##### Extrait présenté
Les entreprises de la gig économie espèrent pouvoir poursuivre des accords similaires ailleurs, notamment en France et en Espagne, où les revendications des chauffeurs-livreurs sont parfois vives. Dans les prochaines semaines, le gouvernement espagnol pourrait finaliser sa loi sur l’économie des petits boulots, qui contraindrait les entreprises à considérer leurs travailleurs comme des employés. La riposte est dès lors toute prête et calquée sur le modèle de l’accord italien, visant à préserver le modèle économique des grandes plateformes comme Uber, misant sur la précarisation et la dépendance de ses travailleurs, qui toutefois tiennent au concept d’indépendance qui accompagne le métier.
Ce phénomène rappelle étrangement le cas de Uber en Californie qui, après avoir été contraint lors d’un procès à se conformer à la loi AB5, avait organisé un référendum afin de contourner la loi. Cette loi AB5 en Californie forçait pourtant toutes les entreprises de location de voiture à considérer leurs travailleurs indépendants comme salariés, mais elle n’était pas au goût de la compagnie. Le Massachusetts était vite entré dans la danse, et avait également poursuivi Uber et Lyft pour la manière dont ils considéraient leurs conducteurs. Uber et Lyft avaient finalement eu gain de cause en Californie, après une campagne de soutien au référendum au coût mirobolant, et des pratiques de manipulations via leur application, selon des chauffeurs. Une spécialité en esquive des lois qu’ils pourraient bien vouloir exercer sur le terrain européen.
##########
##### Lignes de données
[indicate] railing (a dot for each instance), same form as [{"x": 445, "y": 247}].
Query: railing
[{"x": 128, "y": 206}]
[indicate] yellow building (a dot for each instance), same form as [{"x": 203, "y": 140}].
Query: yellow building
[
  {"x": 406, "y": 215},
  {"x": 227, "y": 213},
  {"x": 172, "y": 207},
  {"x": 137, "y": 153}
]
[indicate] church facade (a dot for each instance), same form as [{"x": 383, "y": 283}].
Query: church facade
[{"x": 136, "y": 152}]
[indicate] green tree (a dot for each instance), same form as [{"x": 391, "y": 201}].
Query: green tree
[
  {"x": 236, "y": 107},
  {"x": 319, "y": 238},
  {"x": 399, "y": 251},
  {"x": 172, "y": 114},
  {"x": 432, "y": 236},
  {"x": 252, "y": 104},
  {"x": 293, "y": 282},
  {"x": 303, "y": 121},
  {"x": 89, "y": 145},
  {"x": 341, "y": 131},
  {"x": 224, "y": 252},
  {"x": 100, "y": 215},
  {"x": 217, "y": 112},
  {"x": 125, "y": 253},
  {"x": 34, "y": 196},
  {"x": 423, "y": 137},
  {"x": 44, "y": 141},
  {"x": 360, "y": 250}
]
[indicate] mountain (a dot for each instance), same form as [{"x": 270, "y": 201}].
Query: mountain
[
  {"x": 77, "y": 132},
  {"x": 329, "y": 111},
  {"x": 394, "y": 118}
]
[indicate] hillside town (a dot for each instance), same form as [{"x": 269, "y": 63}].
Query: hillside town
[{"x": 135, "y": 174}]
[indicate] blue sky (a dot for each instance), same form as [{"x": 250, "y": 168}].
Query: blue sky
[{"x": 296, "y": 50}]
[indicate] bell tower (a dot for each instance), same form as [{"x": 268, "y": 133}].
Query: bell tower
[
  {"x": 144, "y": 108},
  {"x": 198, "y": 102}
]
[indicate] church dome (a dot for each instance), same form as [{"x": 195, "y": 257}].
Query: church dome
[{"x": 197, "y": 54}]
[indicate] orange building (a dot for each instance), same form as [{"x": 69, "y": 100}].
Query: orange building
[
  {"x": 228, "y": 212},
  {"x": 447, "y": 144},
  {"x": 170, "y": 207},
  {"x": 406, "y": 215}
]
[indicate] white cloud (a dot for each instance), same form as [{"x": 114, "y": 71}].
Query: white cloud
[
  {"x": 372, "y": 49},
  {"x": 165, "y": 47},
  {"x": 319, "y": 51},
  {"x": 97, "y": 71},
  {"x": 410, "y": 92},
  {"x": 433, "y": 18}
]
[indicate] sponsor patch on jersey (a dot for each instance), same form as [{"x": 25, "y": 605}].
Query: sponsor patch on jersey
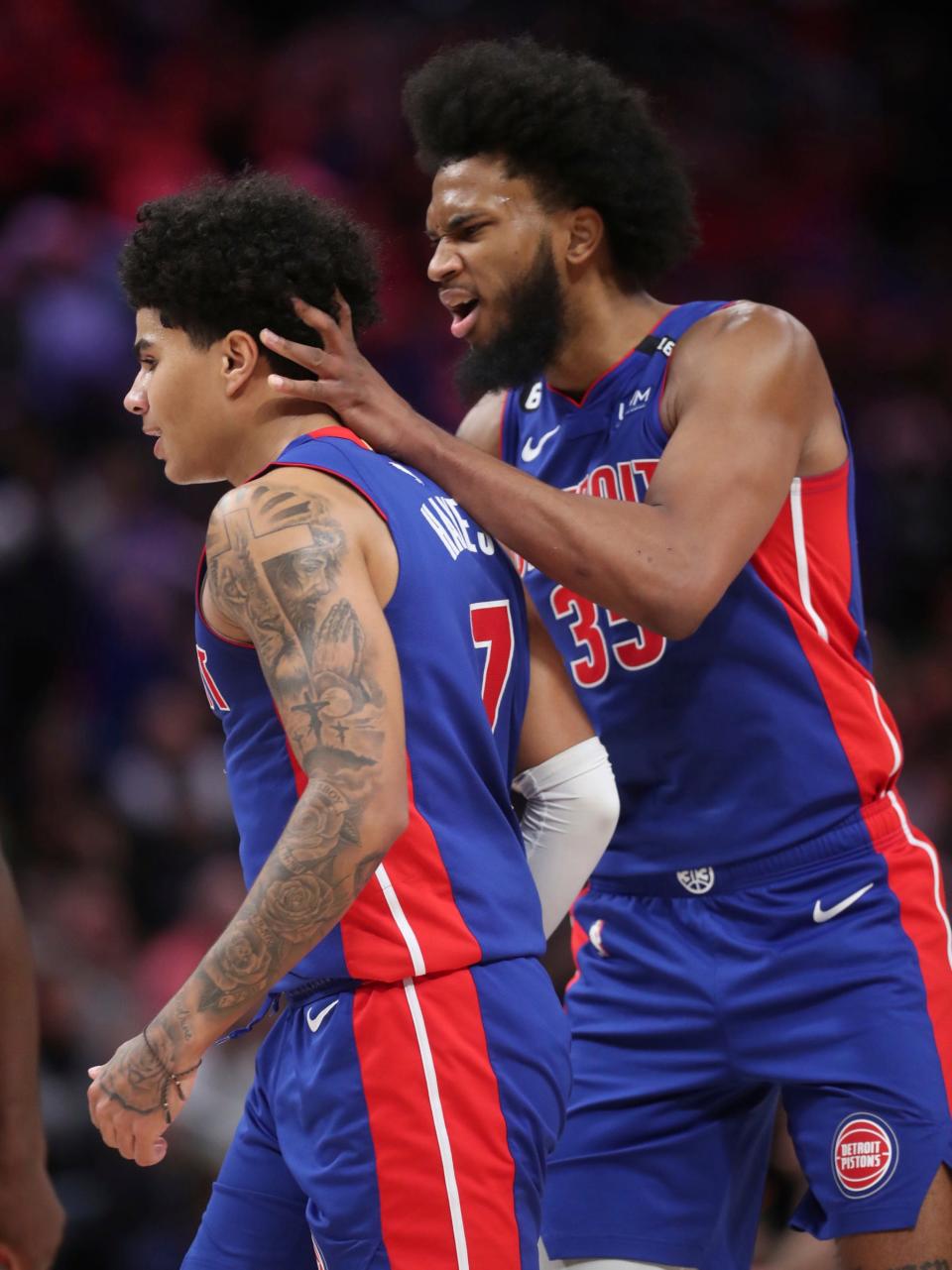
[
  {"x": 698, "y": 881},
  {"x": 532, "y": 398},
  {"x": 865, "y": 1155}
]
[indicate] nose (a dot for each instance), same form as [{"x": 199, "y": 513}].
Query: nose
[
  {"x": 443, "y": 263},
  {"x": 135, "y": 401}
]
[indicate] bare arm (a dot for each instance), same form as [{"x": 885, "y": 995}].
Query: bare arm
[
  {"x": 31, "y": 1218},
  {"x": 749, "y": 388},
  {"x": 481, "y": 427},
  {"x": 288, "y": 566}
]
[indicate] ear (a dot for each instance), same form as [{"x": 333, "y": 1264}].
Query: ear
[
  {"x": 239, "y": 358},
  {"x": 586, "y": 230}
]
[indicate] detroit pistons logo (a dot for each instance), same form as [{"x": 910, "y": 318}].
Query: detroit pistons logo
[
  {"x": 865, "y": 1155},
  {"x": 698, "y": 881}
]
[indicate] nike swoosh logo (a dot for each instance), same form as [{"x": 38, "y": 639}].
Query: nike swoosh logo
[
  {"x": 314, "y": 1021},
  {"x": 533, "y": 448},
  {"x": 825, "y": 914}
]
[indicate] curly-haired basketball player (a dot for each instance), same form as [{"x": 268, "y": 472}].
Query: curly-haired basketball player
[{"x": 767, "y": 922}]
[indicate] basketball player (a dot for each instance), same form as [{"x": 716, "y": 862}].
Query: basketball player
[
  {"x": 364, "y": 642},
  {"x": 767, "y": 920},
  {"x": 31, "y": 1216}
]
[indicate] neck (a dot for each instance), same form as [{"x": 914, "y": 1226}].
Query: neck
[
  {"x": 604, "y": 324},
  {"x": 272, "y": 430}
]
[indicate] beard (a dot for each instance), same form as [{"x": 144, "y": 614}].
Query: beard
[{"x": 532, "y": 334}]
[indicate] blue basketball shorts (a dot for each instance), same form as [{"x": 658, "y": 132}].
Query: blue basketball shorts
[
  {"x": 397, "y": 1126},
  {"x": 822, "y": 977}
]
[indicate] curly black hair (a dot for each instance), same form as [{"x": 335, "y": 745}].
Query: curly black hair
[
  {"x": 573, "y": 129},
  {"x": 229, "y": 254}
]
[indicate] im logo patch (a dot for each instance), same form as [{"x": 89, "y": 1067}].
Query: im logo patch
[{"x": 865, "y": 1155}]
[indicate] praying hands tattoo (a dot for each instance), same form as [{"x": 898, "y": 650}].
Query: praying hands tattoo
[{"x": 275, "y": 564}]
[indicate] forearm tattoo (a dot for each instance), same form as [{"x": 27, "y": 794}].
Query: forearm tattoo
[{"x": 275, "y": 560}]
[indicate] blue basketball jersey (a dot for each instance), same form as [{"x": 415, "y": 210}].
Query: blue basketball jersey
[
  {"x": 455, "y": 889},
  {"x": 764, "y": 728}
]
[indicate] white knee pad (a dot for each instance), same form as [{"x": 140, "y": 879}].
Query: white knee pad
[{"x": 600, "y": 1264}]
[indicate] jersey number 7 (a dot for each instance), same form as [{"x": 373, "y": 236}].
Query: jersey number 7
[{"x": 491, "y": 625}]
##########
- **Exercices à traiter**
- a) Quels sont tous les noms de pays ou d'États cités dans l'extrait sur la gig économie ?
- b) Écrivez la suite de l'extrait sur la gig économie en partant de sa dernière phrase.

- **Réponses par exercice**
- a) France, Espagne, Californie, Massachusetts

- b)
Ce référendum, comme l’accord italien de septembre, troque une panoplie complète de droits et d’avantages sociaux pour les employés contre des concessions minimes. L’accord passé en Italie va cependant un peu plus loin que ce que prévoyait le référendum de Californie, dans ce qu’il offre de négociation collective aux travailleurs indépendants. Est-ce pourtant assez ? L’argument de “flexibilité” offert par Uber, Deliveroo ou Glovo est à ce jour bien documenté, démonté, et prouvé illusoire. Les conditions de travail des livreurs le sont tout autant, et prouvent bien l’urgence d’un changement de modèle. Pris dans un dilemme entre rendement, efficience et protection sociale, droit du travail rime avec licenciement de masse pour les grandes plateformes de la gig économie. Une réalité qui n’est pourtant pas binaire, tant les livreurs ne souhaitent pas forcément abolir l’indépendance et la flexibilité qui découle du métier qu’ils exercent, mais bien plutôt les pratiques et manque de considération qui les accompagne.